TASK GOAL:
Show every line from the entries below that contains the word "white", copying each one in full.

========================

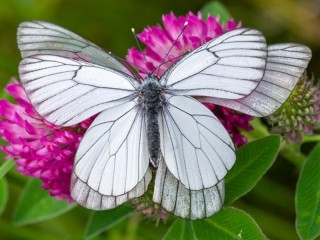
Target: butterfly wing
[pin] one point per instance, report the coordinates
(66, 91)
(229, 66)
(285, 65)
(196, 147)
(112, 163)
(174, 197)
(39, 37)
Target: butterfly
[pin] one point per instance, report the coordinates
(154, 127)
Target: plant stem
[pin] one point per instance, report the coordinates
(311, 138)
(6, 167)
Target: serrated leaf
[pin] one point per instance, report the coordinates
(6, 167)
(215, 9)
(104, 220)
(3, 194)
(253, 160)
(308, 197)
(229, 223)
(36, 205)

========================

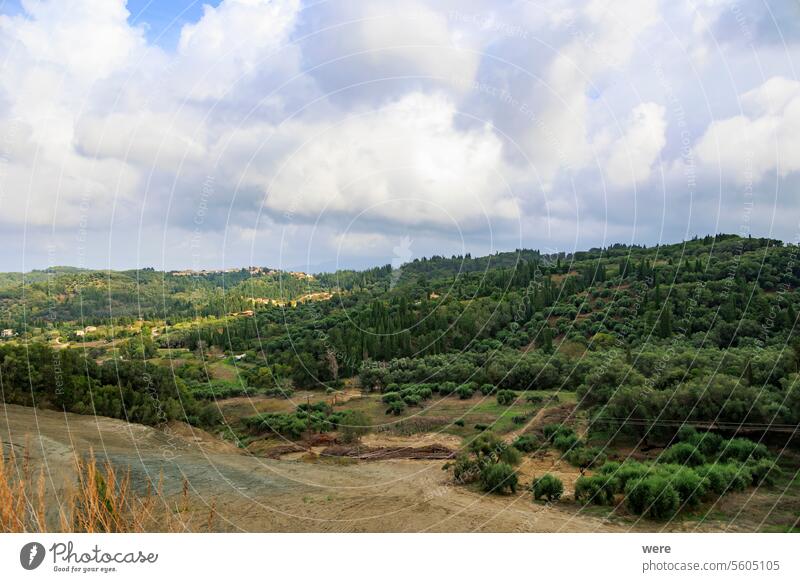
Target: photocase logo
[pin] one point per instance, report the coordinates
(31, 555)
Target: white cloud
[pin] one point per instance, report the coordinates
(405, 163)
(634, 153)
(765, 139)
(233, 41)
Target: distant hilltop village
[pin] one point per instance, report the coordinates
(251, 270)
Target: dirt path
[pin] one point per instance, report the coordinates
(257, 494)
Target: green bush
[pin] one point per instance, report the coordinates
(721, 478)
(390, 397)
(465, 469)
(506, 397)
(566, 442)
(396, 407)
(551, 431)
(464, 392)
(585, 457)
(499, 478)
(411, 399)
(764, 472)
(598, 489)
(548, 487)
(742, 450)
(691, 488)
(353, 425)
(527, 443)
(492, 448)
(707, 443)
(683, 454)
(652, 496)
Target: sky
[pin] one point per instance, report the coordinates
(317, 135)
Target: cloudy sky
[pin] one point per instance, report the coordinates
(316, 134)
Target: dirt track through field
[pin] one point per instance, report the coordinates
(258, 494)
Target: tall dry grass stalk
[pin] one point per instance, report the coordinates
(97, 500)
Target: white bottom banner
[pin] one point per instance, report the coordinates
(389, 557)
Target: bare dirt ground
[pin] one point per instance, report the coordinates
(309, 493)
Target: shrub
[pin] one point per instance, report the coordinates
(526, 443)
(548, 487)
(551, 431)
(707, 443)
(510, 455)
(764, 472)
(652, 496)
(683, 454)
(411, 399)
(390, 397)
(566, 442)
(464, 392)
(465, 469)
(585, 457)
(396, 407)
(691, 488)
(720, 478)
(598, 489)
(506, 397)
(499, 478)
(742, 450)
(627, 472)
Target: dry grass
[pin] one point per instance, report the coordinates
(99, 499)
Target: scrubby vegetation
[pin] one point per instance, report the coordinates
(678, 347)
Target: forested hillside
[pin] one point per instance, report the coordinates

========================

FINISHED TASK:
Target: white cloud
Target: white bottom banner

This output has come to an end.